Written instruction: How many lines of the listing below contain the string "uniform"? Reply with the number alone.

Extracted records:
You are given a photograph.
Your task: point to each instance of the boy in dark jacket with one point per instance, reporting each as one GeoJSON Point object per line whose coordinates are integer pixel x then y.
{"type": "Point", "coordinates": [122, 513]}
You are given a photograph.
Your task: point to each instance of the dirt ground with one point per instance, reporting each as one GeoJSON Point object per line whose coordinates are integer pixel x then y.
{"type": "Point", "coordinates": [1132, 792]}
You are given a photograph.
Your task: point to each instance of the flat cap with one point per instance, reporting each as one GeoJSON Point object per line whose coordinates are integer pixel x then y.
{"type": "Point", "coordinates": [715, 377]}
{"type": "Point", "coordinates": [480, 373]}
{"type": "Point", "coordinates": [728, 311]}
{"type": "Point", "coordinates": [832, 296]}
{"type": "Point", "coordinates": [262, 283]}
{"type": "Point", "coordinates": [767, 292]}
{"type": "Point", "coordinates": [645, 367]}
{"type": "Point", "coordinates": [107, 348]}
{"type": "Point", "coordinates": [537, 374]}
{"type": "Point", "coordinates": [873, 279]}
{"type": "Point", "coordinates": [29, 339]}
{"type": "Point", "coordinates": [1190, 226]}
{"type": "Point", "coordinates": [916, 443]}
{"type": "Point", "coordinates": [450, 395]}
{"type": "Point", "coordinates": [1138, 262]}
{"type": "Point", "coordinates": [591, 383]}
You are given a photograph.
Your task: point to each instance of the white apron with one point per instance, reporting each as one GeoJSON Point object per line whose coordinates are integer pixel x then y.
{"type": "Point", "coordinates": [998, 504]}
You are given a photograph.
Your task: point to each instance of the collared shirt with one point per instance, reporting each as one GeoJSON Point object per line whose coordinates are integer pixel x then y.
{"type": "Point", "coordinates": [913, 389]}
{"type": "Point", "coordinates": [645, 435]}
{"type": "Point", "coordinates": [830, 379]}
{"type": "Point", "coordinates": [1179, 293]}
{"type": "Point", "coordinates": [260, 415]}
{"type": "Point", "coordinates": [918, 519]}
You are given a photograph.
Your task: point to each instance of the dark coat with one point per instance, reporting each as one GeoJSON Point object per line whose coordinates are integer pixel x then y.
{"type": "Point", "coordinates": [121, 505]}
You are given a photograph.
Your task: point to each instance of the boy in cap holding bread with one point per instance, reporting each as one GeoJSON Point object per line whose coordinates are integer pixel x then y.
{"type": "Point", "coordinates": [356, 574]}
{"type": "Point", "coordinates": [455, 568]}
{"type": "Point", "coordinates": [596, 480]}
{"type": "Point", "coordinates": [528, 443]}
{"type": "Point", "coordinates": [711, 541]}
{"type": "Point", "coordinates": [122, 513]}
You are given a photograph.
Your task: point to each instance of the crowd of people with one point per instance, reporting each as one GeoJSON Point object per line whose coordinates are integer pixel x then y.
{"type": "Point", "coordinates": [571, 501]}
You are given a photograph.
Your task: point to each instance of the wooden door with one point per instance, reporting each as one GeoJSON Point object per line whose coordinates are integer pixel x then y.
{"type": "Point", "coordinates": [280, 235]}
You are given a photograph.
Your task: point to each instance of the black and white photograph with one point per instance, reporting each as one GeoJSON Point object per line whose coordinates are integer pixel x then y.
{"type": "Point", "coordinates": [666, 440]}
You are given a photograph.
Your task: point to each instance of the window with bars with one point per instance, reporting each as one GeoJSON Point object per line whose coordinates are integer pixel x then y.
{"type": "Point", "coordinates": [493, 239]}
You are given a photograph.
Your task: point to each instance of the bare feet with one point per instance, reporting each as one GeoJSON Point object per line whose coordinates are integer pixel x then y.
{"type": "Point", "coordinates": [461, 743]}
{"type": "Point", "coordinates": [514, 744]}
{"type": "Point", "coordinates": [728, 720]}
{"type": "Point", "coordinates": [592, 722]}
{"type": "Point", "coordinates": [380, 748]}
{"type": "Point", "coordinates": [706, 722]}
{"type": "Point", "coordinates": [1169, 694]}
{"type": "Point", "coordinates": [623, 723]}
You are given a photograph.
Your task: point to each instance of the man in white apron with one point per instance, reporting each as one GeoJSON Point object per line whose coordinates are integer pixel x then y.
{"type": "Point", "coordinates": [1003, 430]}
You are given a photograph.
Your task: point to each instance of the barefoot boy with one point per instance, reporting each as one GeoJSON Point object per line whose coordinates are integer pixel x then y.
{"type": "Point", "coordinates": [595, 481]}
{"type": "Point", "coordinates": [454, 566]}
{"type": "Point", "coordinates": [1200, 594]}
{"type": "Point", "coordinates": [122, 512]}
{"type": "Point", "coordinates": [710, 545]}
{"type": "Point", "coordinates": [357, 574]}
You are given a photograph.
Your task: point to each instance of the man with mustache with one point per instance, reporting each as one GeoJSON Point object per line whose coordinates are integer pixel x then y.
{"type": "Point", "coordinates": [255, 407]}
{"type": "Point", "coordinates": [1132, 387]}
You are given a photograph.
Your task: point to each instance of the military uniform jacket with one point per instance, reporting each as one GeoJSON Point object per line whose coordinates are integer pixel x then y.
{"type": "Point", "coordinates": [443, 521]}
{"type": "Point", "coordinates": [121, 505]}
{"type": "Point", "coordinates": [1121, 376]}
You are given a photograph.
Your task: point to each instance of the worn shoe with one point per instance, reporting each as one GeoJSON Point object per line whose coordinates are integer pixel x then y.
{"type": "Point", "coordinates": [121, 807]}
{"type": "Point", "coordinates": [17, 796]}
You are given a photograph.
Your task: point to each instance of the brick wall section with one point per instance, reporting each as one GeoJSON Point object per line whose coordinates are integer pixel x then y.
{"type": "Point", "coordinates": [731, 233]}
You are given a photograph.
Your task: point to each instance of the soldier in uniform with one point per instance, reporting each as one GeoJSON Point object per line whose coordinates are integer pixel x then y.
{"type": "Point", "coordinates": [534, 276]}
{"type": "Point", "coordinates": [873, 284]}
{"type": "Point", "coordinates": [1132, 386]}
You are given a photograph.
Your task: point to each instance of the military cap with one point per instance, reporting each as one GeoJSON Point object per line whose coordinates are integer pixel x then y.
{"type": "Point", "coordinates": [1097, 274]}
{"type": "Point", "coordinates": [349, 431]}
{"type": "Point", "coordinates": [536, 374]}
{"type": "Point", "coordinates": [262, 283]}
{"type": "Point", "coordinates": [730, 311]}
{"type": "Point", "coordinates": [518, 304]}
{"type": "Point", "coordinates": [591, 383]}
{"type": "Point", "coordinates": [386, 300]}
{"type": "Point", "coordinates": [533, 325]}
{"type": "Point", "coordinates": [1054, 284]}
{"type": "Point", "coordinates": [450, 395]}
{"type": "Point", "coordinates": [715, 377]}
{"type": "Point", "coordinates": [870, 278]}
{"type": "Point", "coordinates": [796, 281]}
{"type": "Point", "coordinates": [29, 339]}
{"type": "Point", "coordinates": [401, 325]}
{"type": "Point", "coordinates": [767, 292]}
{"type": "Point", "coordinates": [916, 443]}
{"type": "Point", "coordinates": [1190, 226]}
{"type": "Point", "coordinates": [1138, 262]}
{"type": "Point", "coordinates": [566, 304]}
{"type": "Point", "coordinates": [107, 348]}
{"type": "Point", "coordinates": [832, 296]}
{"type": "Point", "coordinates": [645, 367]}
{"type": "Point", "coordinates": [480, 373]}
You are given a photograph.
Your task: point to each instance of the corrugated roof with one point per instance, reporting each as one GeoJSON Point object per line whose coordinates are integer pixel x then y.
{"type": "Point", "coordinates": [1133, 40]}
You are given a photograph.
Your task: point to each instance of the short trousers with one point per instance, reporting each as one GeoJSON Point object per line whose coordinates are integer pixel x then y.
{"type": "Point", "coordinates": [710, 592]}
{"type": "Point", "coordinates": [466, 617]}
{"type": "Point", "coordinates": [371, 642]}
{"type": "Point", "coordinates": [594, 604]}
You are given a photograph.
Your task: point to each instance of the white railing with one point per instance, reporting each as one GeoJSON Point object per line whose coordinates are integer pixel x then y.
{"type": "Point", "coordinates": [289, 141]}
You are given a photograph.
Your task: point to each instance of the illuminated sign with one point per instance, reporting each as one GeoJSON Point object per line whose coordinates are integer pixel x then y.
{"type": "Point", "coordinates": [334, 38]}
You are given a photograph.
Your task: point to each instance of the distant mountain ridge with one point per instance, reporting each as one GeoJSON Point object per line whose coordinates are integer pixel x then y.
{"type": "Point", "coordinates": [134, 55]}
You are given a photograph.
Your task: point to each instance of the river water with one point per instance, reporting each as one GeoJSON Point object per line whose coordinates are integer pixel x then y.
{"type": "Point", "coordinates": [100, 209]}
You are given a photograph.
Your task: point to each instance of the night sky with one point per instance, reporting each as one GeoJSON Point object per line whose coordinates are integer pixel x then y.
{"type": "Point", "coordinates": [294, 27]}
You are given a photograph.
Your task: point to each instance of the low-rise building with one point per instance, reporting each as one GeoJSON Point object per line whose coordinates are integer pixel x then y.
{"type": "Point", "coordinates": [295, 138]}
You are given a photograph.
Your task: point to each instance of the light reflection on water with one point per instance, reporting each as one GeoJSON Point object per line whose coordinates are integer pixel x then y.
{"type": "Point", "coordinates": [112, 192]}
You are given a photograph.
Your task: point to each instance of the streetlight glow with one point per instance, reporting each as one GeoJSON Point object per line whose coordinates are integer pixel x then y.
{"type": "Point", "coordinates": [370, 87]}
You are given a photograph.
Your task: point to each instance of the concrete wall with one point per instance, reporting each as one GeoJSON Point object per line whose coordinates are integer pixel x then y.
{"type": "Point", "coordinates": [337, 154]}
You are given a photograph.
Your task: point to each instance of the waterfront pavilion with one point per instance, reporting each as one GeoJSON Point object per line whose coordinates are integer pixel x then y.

Answer to the task: 2